◆ Challenge ◆
Lay out the rows below as a Markdown table with two columns, Number and Text. Put each non-blank line in its own table row with its running number.

◆ ◆ ◆ ◆

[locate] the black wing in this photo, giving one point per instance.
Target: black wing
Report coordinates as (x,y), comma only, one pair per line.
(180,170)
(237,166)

◆ ◆ ◆ ◆

◆ Exercise result ◆
| Number | Text |
|---|---|
| 1 | [locate] the black wing in this photo, giving one point per instance. |
| 2 | Target: black wing |
| 3 | Report coordinates as (x,y), comma only, one pair per line. |
| 4 | (180,170) |
| 5 | (237,166) |